Exercise prompt> Check every line of the entries below for "coat", and copy the lines that have it.

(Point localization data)
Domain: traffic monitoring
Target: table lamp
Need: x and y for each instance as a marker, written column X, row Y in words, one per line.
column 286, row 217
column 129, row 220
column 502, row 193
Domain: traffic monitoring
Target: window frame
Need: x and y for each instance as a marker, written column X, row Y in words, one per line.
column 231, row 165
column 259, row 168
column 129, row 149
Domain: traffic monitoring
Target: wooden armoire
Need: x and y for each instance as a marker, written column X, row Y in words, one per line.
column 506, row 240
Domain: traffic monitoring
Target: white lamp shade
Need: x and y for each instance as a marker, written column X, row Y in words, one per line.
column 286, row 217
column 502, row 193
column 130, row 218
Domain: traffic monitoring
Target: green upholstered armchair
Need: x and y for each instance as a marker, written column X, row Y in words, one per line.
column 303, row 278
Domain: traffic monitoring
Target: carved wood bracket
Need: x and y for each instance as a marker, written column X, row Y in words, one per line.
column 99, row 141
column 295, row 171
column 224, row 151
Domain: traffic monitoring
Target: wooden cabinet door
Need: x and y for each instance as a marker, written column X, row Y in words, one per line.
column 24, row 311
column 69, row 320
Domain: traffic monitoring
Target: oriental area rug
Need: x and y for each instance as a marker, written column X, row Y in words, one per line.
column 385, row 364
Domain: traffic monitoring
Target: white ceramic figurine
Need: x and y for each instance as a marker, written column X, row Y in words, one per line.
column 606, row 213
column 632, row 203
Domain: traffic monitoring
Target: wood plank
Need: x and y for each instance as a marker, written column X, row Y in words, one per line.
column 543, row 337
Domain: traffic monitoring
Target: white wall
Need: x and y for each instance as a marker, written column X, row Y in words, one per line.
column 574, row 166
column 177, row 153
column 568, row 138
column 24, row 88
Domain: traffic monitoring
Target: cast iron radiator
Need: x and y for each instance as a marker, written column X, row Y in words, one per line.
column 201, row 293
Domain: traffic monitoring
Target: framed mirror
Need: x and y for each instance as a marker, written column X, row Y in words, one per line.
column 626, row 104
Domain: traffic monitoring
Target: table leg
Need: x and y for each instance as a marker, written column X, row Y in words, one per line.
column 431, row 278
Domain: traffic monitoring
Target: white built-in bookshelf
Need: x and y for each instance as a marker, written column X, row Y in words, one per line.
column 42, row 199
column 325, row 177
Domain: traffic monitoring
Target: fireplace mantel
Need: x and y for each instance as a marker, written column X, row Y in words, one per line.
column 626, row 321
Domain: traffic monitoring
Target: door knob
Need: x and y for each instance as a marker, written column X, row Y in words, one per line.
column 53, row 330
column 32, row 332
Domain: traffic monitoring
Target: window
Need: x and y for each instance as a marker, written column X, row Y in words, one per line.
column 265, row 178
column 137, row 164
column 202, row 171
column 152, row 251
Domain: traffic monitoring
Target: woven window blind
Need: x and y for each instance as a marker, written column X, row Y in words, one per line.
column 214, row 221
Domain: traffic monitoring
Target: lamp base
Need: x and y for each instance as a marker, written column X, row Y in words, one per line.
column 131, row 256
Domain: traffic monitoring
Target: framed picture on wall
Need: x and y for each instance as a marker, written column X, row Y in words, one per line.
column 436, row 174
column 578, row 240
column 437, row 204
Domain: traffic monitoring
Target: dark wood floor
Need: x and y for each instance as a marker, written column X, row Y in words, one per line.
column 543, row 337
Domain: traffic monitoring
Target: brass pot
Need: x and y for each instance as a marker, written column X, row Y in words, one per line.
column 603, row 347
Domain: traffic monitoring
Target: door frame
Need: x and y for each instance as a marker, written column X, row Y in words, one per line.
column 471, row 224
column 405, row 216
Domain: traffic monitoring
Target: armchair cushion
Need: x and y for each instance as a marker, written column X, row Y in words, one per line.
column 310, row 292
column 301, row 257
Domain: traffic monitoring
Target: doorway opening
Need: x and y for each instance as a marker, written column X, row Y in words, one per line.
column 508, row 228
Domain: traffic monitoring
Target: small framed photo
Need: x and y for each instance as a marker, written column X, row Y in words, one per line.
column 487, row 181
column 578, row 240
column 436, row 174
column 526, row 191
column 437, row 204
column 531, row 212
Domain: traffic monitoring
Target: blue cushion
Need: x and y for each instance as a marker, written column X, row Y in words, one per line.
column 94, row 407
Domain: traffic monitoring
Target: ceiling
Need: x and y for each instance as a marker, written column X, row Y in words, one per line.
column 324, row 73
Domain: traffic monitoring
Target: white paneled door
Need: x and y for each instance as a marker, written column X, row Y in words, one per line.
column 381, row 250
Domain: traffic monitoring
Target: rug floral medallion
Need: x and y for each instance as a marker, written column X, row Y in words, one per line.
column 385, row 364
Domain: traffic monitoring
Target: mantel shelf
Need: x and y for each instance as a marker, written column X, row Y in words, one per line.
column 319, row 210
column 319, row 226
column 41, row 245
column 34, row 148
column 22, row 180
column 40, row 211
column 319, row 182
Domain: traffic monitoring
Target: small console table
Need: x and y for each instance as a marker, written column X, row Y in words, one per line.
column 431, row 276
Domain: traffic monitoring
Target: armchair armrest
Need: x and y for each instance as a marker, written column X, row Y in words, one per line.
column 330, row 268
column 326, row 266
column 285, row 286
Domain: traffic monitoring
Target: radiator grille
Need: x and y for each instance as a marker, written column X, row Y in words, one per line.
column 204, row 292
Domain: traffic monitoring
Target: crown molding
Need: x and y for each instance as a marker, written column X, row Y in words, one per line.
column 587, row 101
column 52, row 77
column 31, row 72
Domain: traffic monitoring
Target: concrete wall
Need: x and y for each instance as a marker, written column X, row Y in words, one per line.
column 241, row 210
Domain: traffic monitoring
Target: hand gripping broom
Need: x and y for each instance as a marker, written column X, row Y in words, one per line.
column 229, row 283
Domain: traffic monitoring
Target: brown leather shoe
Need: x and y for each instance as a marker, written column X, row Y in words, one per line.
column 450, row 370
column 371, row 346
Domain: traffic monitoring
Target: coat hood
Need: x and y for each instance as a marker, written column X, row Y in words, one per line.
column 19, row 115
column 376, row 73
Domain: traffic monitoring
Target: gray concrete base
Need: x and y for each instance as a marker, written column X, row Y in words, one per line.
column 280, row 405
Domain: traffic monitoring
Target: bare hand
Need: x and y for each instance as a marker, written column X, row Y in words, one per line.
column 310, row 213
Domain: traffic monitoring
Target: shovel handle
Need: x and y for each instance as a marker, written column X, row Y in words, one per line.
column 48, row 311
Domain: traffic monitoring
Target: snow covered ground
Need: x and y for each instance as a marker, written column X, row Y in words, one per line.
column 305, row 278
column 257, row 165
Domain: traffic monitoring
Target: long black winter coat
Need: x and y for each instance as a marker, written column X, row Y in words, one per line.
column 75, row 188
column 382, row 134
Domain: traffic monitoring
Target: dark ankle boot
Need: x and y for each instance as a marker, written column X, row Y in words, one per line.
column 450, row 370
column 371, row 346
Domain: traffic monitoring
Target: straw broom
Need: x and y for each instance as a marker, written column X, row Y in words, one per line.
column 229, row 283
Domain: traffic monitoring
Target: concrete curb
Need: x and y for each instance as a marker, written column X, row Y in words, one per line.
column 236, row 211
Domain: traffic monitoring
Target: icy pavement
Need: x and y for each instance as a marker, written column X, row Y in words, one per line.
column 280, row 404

Task response>
Target: coat hood
Target: long black winter coat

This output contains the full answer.